O seu objetivo: Retome, por favor, o texto sobre as eleições europeias e continue-o a partir da sua última frase.

Nesse mundo maravilhoso, a União Europeia aumentava as suas
competências de “soberania”, assumindo poderes que antes eram dos Estados
nacionais. Ao mesmo tempo, os contestatários e os radicais, à direita e à
esquerda, mantinham-se fora, entretidos com a política nacional. Não
importunavam o mundo maravilhoso da política europeia. Exceptuados partidos
menores que ajudavam na imagem de pluralismo, competia-se (quase só) por ser
mais europeísta do que os outros. Quanto aos eurodeputados, tinham o privilégio
de quase ninguém escrutinar o que faziam, ou não faziam, durante os mandatos no
Parlamento Europeu.
5. Esta “Wonderland” europeia está a ruir. Não estamos,
todavia, perante o apocalipse do Evangelho de São João como alguma teologia
europeísta quer fazer crer. Na realidade, esse discurso alarmista ilude o
problema principal: uma eleição que, tal como está configurada, se desvirtua a
si própria nos seus objectivos. Não é por acaso que mais de metade da população
europeia nunca vota (veremos se o padrão se mantém). É o falhanço óbvio de uma
solução que visava superar o défice democrático europeu. Há basicamente duas
maneiras de corrigir esse falhanço.

Registos fornecidos:

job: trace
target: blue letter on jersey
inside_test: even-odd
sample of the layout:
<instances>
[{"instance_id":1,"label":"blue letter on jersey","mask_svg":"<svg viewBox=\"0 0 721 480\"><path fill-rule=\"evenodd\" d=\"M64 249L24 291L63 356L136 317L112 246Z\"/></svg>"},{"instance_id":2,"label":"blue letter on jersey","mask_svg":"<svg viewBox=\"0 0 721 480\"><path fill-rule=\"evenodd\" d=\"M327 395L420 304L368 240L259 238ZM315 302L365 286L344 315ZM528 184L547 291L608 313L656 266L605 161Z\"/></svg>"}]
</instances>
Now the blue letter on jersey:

* * *

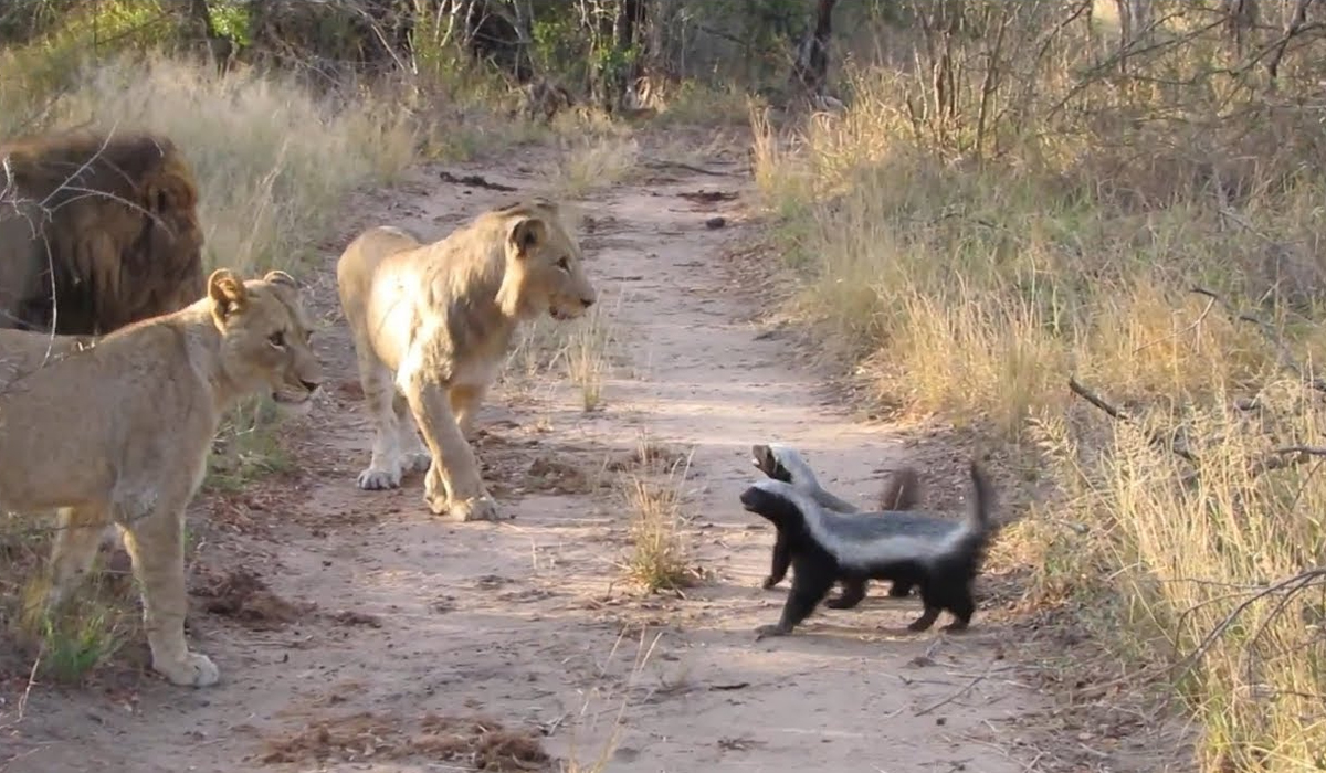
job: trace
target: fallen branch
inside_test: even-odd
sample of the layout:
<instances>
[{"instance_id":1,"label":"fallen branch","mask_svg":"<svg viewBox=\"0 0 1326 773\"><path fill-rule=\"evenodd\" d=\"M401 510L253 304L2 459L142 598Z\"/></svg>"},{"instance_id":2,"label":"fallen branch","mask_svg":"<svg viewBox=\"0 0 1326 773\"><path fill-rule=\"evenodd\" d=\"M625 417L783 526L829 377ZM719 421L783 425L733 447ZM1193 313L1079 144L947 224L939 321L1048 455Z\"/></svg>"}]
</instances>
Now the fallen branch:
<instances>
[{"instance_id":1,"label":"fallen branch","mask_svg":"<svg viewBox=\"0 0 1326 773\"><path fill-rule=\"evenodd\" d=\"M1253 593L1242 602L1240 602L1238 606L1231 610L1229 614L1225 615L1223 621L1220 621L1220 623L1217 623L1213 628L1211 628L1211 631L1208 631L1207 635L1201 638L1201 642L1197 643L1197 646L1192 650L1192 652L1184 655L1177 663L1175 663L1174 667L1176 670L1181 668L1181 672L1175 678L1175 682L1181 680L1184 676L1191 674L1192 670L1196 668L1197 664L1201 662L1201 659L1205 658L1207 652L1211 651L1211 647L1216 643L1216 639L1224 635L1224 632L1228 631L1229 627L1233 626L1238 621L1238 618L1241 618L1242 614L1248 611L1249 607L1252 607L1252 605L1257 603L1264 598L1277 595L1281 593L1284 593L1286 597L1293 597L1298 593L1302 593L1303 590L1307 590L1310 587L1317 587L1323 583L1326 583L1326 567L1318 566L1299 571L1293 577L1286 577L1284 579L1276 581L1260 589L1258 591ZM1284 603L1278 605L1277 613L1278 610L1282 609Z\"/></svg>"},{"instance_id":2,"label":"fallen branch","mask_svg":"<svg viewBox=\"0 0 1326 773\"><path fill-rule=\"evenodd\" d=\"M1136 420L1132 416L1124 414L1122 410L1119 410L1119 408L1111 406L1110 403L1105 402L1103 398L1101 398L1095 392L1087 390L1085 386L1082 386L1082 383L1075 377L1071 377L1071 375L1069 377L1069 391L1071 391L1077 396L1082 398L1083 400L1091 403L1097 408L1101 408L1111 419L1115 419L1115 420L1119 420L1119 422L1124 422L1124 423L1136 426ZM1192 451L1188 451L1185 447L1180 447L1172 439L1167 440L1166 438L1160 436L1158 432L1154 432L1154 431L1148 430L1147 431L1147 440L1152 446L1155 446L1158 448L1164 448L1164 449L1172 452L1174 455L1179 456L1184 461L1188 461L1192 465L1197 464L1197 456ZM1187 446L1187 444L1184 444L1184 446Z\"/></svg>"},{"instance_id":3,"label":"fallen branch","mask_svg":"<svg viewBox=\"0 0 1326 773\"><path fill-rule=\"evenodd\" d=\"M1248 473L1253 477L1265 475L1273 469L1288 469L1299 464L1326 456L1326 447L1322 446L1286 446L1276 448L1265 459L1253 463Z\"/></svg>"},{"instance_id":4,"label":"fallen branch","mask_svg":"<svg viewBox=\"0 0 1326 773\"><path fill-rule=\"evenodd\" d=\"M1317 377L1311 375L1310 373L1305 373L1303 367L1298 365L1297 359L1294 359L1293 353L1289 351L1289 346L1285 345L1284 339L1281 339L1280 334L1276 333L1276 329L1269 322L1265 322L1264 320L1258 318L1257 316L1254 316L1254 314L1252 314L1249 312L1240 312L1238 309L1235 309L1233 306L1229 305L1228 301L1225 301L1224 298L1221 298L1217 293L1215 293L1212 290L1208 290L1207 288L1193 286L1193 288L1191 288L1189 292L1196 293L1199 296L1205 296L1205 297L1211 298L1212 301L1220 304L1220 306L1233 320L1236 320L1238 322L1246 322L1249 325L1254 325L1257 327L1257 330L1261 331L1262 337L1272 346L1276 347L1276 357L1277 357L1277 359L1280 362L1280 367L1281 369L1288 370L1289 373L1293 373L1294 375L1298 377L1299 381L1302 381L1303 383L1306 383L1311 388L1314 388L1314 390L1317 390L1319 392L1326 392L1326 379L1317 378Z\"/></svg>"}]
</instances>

==

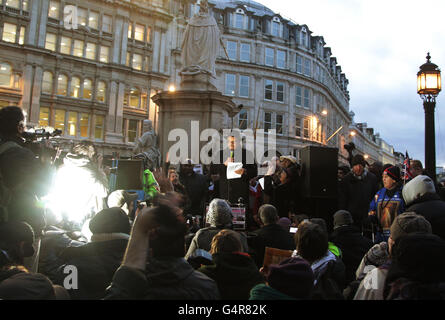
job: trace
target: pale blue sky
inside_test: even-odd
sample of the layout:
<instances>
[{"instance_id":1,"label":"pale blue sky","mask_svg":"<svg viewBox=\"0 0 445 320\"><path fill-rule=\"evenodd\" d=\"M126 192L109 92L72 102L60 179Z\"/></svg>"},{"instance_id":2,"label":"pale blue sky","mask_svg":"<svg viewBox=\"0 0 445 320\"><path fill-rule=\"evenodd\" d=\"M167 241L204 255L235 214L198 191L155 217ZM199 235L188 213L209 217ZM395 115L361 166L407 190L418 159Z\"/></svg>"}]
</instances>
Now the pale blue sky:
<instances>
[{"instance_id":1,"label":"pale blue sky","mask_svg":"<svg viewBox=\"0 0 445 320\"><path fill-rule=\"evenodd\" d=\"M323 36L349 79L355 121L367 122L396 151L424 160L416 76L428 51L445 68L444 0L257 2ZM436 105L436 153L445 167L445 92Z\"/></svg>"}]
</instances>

Resposta escrita:
Uma primeira é voltar à solução anterior a 1979, onde os
deputados que integravam o Parlamento Europeu eram designados pelos parlamentos
nacionais. Acaba, apesar do retrocesso, a ficção de eleições europeias. A segunda é avançar para eleições genuinamente
europeias, o que é uma gigantesca tarefa de criar duas coisas que não existem:
um povo europeu e partidos políticos europeus (para já, temos os incipientes
Democracia na Europa Movimento 2025 — DIEM25 e o Volt Europa). Resta saber se
esta segunda solução é uma mera utopia ou algo politicamente realizável. Mas, a
manter-se o statu quo, é racional que os eleitores adoptem uma de duas
atitudes: irem votar por motivos de política nacional, a favor ou contra o(s)
partido(s) de governo; ou ignorarem estas eleições, pois não compreendem aquilo em que lhe é pedido votar, nem lhe
vêem utilidade.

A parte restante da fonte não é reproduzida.